■ Dataset extract:
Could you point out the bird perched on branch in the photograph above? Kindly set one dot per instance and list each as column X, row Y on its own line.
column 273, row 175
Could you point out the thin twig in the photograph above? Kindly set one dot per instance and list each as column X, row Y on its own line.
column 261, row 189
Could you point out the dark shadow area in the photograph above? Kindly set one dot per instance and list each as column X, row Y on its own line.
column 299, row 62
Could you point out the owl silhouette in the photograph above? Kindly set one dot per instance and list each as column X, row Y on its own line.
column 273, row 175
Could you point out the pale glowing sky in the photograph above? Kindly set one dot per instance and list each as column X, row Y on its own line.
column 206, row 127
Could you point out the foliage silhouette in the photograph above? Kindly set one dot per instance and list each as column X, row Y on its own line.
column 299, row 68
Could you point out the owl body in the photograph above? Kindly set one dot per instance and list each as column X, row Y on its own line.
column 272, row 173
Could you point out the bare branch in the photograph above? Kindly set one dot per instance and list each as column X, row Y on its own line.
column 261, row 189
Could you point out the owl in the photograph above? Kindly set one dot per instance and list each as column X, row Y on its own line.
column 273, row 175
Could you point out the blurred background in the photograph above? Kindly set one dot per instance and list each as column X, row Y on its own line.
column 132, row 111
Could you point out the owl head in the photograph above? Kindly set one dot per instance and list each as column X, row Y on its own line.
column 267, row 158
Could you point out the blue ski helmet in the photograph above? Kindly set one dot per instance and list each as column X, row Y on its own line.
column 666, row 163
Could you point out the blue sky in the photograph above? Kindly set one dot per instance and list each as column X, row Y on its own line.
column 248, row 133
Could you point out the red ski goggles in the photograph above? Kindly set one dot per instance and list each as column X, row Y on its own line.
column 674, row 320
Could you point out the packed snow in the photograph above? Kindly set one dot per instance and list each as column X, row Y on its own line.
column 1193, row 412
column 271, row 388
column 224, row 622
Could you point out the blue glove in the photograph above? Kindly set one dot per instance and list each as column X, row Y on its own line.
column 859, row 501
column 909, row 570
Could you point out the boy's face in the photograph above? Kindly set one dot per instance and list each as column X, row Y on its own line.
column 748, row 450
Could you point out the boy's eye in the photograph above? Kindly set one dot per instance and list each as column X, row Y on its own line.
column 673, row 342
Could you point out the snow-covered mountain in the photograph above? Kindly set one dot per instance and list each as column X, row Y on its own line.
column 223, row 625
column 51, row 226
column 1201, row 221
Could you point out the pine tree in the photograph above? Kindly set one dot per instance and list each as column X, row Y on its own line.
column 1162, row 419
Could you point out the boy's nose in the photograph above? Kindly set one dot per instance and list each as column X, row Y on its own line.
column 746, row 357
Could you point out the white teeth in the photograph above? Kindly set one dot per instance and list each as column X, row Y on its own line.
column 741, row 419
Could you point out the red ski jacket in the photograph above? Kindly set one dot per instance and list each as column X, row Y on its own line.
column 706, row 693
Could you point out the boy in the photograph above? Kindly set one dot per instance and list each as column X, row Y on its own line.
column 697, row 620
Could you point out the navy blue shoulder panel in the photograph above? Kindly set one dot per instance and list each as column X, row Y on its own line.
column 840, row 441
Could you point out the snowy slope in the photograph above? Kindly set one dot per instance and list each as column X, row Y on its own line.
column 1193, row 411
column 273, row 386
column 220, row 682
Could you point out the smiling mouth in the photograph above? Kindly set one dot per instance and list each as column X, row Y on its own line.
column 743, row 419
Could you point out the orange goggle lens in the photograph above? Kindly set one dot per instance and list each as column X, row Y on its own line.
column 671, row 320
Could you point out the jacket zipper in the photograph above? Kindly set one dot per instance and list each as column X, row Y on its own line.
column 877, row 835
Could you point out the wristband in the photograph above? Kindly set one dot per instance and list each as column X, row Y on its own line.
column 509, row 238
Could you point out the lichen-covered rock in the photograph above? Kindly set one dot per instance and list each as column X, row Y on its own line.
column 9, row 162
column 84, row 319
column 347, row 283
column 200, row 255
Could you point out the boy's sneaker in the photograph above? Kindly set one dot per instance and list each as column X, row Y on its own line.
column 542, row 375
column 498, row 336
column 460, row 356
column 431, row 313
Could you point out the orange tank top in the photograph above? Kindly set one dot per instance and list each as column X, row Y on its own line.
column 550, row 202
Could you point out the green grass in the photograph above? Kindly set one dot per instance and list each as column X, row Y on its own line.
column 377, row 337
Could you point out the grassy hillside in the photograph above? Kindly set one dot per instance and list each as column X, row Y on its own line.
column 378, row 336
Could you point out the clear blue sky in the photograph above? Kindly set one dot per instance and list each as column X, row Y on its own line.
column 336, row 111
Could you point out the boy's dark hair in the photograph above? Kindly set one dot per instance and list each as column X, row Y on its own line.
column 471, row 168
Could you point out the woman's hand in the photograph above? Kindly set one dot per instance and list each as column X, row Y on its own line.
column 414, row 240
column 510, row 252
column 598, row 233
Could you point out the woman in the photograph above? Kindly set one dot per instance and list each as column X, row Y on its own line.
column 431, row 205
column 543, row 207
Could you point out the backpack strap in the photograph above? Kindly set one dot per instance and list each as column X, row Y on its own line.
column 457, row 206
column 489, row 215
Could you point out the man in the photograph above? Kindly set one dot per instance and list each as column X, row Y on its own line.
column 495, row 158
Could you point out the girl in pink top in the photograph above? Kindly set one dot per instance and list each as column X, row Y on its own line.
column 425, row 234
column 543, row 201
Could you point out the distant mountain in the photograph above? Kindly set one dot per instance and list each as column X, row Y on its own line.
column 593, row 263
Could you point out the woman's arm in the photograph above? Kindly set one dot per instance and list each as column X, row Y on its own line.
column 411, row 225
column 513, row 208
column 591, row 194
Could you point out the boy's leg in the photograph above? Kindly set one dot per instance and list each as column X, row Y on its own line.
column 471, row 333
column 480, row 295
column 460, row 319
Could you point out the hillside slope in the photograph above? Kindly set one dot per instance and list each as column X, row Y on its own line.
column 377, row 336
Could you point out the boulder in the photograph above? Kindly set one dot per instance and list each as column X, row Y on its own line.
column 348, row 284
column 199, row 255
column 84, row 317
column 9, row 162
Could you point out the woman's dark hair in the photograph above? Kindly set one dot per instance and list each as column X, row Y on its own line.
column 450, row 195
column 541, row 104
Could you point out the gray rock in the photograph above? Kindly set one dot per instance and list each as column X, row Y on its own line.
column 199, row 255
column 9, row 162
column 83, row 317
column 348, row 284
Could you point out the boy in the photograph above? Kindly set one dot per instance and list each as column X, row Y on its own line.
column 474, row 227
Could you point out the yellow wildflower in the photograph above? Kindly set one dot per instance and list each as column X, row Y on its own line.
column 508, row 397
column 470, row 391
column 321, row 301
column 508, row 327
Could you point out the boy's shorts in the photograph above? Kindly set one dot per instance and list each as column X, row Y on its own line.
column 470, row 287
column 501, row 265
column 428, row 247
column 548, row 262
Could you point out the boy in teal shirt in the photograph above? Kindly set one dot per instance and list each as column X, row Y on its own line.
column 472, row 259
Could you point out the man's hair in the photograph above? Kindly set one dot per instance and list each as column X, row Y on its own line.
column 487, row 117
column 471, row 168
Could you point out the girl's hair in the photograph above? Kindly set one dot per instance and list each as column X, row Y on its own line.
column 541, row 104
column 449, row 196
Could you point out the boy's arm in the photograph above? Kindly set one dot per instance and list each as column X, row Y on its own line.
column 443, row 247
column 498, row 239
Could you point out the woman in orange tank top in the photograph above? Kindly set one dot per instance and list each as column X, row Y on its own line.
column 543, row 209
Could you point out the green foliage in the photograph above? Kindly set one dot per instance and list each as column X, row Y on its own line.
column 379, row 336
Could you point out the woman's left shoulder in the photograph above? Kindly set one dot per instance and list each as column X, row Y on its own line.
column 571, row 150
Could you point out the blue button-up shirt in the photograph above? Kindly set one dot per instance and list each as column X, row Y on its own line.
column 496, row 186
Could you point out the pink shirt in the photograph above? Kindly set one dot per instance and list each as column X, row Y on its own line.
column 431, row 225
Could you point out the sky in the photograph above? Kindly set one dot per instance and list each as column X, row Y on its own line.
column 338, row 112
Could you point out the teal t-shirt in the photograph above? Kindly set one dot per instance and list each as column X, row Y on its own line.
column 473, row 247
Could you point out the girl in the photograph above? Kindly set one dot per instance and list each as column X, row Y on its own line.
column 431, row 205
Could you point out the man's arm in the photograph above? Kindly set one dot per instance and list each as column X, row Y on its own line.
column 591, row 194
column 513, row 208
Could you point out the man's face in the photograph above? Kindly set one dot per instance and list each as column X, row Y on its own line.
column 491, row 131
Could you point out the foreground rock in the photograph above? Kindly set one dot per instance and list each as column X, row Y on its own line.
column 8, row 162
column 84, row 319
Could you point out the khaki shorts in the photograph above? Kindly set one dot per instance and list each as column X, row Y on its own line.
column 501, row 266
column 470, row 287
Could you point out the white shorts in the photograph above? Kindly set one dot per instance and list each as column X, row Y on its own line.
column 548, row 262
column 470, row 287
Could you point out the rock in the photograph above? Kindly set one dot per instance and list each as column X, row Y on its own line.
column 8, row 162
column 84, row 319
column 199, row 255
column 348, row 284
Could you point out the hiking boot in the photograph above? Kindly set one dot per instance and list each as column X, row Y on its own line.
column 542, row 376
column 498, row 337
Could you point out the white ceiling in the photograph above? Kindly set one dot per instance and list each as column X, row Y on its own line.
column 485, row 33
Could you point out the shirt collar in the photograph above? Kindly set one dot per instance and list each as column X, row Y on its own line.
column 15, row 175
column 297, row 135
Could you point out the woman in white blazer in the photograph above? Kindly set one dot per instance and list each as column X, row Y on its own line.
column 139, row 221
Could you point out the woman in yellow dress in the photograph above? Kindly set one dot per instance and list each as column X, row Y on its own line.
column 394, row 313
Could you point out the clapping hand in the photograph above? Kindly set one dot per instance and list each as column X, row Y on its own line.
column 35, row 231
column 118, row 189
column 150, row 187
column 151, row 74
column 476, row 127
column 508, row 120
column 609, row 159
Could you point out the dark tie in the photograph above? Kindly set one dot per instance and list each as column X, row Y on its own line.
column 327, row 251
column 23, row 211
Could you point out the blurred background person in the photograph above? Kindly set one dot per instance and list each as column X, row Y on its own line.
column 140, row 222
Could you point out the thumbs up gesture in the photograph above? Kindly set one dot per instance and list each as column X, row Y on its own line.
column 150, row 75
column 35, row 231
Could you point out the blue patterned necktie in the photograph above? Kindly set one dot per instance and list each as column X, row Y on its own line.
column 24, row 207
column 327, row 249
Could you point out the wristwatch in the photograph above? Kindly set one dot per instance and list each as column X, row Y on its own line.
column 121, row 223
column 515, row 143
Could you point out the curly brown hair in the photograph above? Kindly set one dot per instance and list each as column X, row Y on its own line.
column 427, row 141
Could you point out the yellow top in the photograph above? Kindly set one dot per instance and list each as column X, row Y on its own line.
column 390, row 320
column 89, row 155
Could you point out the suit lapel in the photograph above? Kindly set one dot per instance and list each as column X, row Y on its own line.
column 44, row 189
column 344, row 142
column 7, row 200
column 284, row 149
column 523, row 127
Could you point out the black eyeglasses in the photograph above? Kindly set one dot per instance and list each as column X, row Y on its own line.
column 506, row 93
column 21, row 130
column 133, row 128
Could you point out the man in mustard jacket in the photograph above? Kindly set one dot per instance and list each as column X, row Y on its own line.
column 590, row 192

■ Problem to solve: Beginning with the line that contains "Could you point out the suit", set down every line through the end of the data without change.

■ Worked solution:
Could you point out the suit lapel in the photograph above? Kindly set one dot per instance and list each as column X, row Y on its own line.
column 44, row 189
column 344, row 142
column 7, row 200
column 284, row 149
column 523, row 127
Could you point out the black eyeglasses in the photograph above? Kindly set one dot per instance and list each as column X, row Y on its own line.
column 506, row 93
column 21, row 130
column 133, row 128
Could you point out the man in mustard jacket in the photograph above? Kindly set one dot per instance and list each as column X, row Y on its own line.
column 590, row 192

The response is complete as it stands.